_Directions for this task_.
Rescale the part of the records that opens with the line containing "For every instance of the white flower, set" and closes with the line containing "x=315 y=203", both included, by writing out every line again with the requests kept as they are. Multiply each x and y coordinate in the answers by 1.85 and round to whole numbers, with halves rounded up.

Object point labels:
###

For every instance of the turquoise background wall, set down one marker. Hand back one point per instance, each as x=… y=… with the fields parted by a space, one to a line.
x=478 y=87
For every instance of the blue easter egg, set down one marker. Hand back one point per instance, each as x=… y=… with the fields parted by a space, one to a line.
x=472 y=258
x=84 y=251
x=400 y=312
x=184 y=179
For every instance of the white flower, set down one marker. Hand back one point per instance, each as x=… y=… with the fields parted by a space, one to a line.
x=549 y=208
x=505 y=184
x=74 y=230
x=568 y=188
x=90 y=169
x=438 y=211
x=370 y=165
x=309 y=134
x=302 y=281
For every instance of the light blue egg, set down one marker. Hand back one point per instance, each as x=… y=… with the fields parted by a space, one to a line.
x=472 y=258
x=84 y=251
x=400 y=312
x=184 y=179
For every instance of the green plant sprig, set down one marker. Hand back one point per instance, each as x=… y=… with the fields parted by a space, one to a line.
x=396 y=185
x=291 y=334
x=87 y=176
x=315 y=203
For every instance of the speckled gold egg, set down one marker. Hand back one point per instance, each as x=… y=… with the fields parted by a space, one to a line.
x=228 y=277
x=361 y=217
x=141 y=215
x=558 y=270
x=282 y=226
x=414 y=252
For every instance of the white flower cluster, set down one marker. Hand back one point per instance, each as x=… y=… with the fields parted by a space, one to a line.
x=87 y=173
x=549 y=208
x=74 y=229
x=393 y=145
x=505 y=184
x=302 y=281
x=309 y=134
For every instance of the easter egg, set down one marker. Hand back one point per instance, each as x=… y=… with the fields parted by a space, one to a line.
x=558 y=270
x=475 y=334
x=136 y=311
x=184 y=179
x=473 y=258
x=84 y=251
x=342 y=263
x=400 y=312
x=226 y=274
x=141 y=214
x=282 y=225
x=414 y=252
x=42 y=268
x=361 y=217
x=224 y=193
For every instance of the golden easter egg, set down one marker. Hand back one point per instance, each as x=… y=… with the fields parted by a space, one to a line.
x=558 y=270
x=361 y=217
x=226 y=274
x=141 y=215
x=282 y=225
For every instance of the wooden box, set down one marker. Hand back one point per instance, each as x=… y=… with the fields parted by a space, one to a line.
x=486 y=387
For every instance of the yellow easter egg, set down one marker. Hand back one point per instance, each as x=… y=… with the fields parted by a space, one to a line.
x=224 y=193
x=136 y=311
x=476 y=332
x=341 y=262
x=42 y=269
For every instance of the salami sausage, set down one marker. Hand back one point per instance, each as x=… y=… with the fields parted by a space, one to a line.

###

_Exercise result_.
For every instance of the white flower, set down one marker. Hand back one point per instance, each as x=… y=… with the fields parted by a space, one to a line.
x=1016 y=385
x=934 y=340
x=137 y=426
x=1051 y=348
x=167 y=313
x=810 y=390
x=685 y=305
x=572 y=248
x=559 y=520
For every instance of the light blue egg, set down one marker. Hand back one point per instance, each as x=… y=… with the fields parted by a space, one to a line.
x=873 y=477
x=155 y=464
x=740 y=577
x=340 y=331
For every instance of the green plant sprig, set down one marker. Hand back one point per instance, each as x=… y=… with the fields parted by a space, one to a line.
x=733 y=342
x=538 y=618
x=161 y=326
x=583 y=376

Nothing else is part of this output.